Referring expression data
--- START ---
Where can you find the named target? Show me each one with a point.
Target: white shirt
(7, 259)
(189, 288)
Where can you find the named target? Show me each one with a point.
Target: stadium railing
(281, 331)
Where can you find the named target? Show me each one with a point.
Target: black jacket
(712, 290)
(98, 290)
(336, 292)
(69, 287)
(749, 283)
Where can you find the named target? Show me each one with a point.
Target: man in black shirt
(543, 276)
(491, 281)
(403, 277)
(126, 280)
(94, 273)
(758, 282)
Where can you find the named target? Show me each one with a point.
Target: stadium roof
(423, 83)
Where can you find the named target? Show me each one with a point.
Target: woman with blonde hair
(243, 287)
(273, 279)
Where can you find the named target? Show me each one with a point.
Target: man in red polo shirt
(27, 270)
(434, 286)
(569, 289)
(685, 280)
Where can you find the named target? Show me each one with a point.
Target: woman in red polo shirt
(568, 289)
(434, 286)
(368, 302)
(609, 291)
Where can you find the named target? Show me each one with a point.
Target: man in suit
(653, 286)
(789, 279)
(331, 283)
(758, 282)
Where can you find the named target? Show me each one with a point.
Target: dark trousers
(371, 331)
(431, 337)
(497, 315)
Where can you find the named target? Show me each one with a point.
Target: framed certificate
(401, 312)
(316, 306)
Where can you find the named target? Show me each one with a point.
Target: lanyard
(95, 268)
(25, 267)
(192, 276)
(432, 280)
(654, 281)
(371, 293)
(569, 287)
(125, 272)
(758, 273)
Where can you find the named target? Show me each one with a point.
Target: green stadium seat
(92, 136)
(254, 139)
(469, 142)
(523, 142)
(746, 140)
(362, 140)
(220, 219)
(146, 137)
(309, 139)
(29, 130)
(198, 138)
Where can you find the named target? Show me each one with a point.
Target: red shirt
--- END ---
▶ _WORK TO BE COMPLETED_
Restate each record above exactly, leaving nothing out.

▶ _EXERCISE RESULT_
Where can you find the named target? Show me each one with a point.
Target: white shirt
(7, 259)
(189, 288)
Where can you find the named target? Show me each one with a point.
Target: stadium railing
(281, 331)
Where can you find the named target? Show me each one with a point.
Target: black jacket
(712, 290)
(98, 290)
(336, 292)
(69, 287)
(749, 283)
Where can you find the named target? Show me each one with a point.
Target: man in black shirt
(543, 276)
(491, 281)
(403, 277)
(126, 280)
(94, 273)
(758, 282)
Where can you find the named target? Show me each one with a point.
Target: stadium roof
(423, 83)
Where can you find the named target? Show me each one with a point.
Target: woman with blonde hair
(243, 287)
(273, 279)
Where can you find the named target? Show me each one with a point.
Target: man in red polo shirt
(27, 270)
(434, 286)
(569, 289)
(685, 280)
Where can you find the named target? Show me each one with a point.
Target: woman in red polo shirt
(568, 289)
(434, 286)
(368, 302)
(609, 291)
Where can you find the named target? Show me each one with a point.
Target: man in suit
(653, 286)
(789, 279)
(331, 283)
(758, 282)
Where can you find the named target? Show me each one with a point.
Target: dark trousers
(371, 331)
(431, 337)
(497, 315)
Where can you find the named target? Show me each one with a point.
Target: framed certificate
(401, 312)
(316, 306)
Where can you find the named target? Show me each one with a point.
Target: lanyard
(95, 268)
(25, 267)
(192, 276)
(432, 280)
(654, 281)
(371, 293)
(569, 287)
(125, 272)
(758, 273)
Where can you find the named target? Show me each one with a point.
Target: green stadium seat
(92, 136)
(254, 139)
(469, 142)
(523, 142)
(746, 140)
(362, 140)
(220, 219)
(146, 137)
(309, 139)
(29, 130)
(198, 138)
Where can you find the named target? Show me each one with a point.
Target: red shirt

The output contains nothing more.